- Assignment:
Answer these questions from the text on carob:
(a) Which country is the biggest world producer of carob?
(b) How much annual rainfall does carob need for full cropping?
(c) What share of carob pollination is done by wind?

- Excerpt:
Native to the Mediterranean basin and the Middle East. Spain is the biggest world producer but carob is now grown in many countries with similar climates.
It grows in lowland warm temperate and sub-tropical areas preferably with mild winters and hot, dry summers, although it can tolerate hot and humid conditions. Annual rainfall of only 250mm is sufficient for some fruit set. Growth is greatly reduced at <10°C. Mature trees can survive a mild, short frost.
Carob is an evergreen shrub or tree, 8-16m high. Leaves are pinnate with 3-9 pairs of glossy dark green leaflets. Second year leaves are shed in early summer with renewal the following Spring. It has a deep root system that enables it to obtain considerable nutrients and withstand long dry periods. It has a 2-year cycle of reproductive and vegetative growth.
Relatives include tamarind, African locust bean and other members of the large Fabaceae family (formerly called Leguminosae).
It is adapted to a wide range of soil types provided they are well-drained. Sandy soils are best, and even calcareous and quite sodic soils are suitable.
Seed or grafting are used. Seeds should be sown fresh with scarification in hot water or acid to allow imbibition. Seedlings are then used for budding or grafting; cuttings have been inconsistent. Many superior cultivars have been selected in different countries and then maintained and distributed vegetatively. The US cultivar Clifford is hermaphrodite, bypassing the need to otherwise have multiple or doubly-grafted plants, and is available in Australia.
Carob is a dioecious species with some hermaphrodite forms. Inflorescences appear as short lateral racemes containing 15-40 small green-tinted and red coloured flowers mainly on 2 year old branches or on the trunk. Pistillate flowers consist of a pistil on a disk with rudimentary stamens and a bent ovary with 2 carpels and several ovules. Staminate flowers have a nectarial disk with 5 stamens, and hermaphrodite flowers have both a pistil and stamens. There are two types of staminate trees with either red or yellow anthers; the red types have a longer bloom period. Pollination is effected by bees, flies, wasps and moths (70%) and wind (30%). Fruit set is 1-10% depending on whether the plant is in the 1st or 2nd year of its cycle, leading to alternate bearing behaviour.
Traditionally, carob has been grown without intensive management, ie no irrigation or fertilizing, but regular N and K fertilization has been found to improve yield. Rainfall of more than 500mm pa is required for full cropping. Nitrogen-fixing nodules are not present, but it does form an endo-mycorrhizal association that significantly assists plant nutrition.

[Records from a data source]
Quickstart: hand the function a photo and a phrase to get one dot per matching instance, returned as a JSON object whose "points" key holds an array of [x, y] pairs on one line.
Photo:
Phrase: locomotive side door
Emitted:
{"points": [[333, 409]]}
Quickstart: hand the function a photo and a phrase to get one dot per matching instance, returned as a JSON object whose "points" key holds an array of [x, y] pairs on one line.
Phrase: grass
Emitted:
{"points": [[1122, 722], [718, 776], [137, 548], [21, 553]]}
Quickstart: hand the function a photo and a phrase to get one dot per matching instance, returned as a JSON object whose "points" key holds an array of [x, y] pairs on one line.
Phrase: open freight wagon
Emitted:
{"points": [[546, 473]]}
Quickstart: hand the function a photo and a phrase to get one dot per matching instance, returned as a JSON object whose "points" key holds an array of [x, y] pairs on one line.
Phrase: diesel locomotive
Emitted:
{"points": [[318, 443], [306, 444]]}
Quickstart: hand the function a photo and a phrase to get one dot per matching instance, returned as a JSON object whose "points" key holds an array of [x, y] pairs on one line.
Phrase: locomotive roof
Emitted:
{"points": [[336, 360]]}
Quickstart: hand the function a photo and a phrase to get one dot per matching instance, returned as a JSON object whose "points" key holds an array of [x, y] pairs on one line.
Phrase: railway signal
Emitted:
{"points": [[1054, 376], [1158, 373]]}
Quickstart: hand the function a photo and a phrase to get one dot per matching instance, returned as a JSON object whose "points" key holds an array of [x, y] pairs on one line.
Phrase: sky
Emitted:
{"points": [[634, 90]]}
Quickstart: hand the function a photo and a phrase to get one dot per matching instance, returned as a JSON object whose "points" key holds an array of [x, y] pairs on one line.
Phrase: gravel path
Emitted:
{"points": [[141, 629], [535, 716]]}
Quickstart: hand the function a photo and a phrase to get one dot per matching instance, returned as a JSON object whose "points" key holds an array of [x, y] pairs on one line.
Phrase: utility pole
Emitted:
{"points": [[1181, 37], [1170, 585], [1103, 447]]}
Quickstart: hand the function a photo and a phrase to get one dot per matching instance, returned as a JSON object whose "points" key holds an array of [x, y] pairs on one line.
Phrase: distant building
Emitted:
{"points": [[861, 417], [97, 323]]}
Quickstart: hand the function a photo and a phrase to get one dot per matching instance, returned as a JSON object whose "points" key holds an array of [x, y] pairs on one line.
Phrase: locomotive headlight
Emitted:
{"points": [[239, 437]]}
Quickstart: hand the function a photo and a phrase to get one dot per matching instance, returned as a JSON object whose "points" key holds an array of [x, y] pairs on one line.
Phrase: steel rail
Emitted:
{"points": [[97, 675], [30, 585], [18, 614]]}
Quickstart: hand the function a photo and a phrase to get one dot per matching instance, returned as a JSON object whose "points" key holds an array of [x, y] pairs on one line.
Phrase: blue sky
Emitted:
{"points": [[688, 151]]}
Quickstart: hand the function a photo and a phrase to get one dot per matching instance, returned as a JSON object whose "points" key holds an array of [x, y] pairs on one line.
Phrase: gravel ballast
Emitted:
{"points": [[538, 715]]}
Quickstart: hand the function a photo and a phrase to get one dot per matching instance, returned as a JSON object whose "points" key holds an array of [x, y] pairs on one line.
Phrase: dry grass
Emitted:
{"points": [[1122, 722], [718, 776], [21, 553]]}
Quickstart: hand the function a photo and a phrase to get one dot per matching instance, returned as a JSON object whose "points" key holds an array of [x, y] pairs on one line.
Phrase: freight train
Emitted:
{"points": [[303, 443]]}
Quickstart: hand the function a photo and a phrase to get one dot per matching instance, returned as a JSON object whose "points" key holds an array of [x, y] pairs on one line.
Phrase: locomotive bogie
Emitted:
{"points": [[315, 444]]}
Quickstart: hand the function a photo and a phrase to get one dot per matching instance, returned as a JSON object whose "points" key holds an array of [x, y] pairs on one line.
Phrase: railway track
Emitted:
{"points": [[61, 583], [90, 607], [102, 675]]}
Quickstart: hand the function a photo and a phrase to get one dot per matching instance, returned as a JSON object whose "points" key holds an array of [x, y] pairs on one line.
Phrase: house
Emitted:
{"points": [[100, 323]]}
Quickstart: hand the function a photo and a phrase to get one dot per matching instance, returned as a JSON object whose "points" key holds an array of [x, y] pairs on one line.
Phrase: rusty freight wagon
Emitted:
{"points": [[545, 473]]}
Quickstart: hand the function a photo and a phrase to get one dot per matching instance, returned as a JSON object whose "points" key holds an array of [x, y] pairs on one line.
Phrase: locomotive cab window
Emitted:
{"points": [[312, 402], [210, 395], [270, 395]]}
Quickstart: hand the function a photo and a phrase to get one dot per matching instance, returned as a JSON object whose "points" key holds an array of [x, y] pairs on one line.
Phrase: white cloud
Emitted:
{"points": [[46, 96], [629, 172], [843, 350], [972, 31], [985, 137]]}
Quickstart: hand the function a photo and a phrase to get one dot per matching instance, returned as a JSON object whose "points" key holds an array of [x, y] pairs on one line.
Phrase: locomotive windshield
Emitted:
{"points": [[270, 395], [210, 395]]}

- Task response:
(a) Spain
(b) More than 500mm per year
(c) 30%